SHORT PROBLEM 1 ▸
In the rows below, duplicate the lines starting with the line that contains "the chicken's neck" and going on through the line that contains "[(231, 85)]".

PAGE EXCERPT ▸
|---|

[Rd] A couple of issues with colClasses/setAs

Peter Dalgaard p.dalgaard at biostat.ku.dk
Wed Sep 8 12:09:07 CEST 2004

Prof Brian Ripley <ripley at stats.ox.ac.uk> writes:

> >From ?read.table (this is about read.table, despite the subject line, I 
> believe?)
> colClasses: character.  A vector of classes to be assumed for the columns.
> "NULL" is not a class in my book (and certainly not one a column can
> have).  So no wonder it does not work, and it is not a bug not to work in
> undocumented cases.

> class(NULL)
[1] "NULL"

But you're right, I sort of assumed that NULL would work, and guessed
the syntax. 
> We can look into making it work, but once you start skipping columns I 
> think you should be using scan().  (I also suspect scan did not accept 
> NULL when this was implemented.)

One-stop shopping would be a good target here I think; it would be
good if we can teach read.table to skip columns while retaining all
the other niceties.

|---|

SHORT PROBLEM 2 ▸
From the read.table post above, set down the passage starting with "One-stop shopping would" and going on through "the other niceties.".

Dataset items:
|---|

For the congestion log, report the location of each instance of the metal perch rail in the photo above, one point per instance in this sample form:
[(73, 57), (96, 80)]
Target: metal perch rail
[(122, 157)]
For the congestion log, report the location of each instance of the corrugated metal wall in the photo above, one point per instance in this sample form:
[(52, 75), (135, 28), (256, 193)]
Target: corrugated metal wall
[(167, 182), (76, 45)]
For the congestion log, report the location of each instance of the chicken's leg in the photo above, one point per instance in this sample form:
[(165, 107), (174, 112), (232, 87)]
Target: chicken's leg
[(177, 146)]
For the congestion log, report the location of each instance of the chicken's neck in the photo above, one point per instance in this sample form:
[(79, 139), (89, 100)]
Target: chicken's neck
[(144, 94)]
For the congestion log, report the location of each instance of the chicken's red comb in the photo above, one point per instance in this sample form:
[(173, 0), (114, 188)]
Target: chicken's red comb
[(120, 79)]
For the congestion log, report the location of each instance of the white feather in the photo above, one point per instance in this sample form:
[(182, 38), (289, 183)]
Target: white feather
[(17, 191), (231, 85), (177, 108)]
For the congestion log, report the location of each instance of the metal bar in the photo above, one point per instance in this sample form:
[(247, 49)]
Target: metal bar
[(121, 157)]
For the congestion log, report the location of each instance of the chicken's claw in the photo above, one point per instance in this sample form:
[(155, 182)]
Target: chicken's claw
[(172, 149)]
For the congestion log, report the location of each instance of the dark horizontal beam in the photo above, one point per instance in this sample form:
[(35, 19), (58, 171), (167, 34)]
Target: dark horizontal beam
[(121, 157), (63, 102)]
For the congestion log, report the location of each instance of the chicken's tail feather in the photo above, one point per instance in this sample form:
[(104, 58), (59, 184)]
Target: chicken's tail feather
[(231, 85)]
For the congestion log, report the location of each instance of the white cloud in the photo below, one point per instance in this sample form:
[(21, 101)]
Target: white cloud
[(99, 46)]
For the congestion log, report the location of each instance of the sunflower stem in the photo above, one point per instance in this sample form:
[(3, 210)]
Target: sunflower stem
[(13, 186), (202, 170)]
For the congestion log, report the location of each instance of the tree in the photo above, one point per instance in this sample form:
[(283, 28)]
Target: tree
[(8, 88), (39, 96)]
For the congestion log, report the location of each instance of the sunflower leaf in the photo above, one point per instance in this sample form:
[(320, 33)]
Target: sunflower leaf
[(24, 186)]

|---|

EXERCISE OUTPUT 1 ▸
For the congestion log, report the location of each instance of the chicken's neck in the photo above, one point per instance in this sample form:
[(79, 139), (89, 100)]
Target: chicken's neck
[(144, 94)]
For the congestion log, report the location of each instance of the chicken's red comb in the photo above, one point per instance in this sample form:
[(173, 0), (114, 188)]
Target: chicken's red comb
[(120, 79)]
For the congestion log, report the location of each instance of the white feather in the photo above, one point per instance in this sample form:
[(182, 38), (289, 183)]
Target: white feather
[(17, 191), (231, 85), (177, 108)]
For the congestion log, report the location of each instance of the metal bar in the photo above, one point per instance in this sample form:
[(247, 49)]
Target: metal bar
[(121, 157)]
For the congestion log, report the location of each instance of the chicken's claw in the photo above, one point per instance in this sample form:
[(155, 182)]
Target: chicken's claw
[(172, 149)]
For the congestion log, report the location of each instance of the dark horizontal beam in the photo above, one point per instance in this sample form:
[(35, 19), (58, 171), (167, 34)]
Target: dark horizontal beam
[(121, 157), (63, 102)]
For the congestion log, report the location of each instance of the chicken's tail feather in the photo above, one point per instance in this sample form:
[(104, 58), (59, 184)]
Target: chicken's tail feather
[(231, 85)]

EXERCISE OUTPUT 2 ▸
One-stop shopping would be a good target here I think; it would be
good if we can teach read.table to skip columns while retaining all
the other niceties.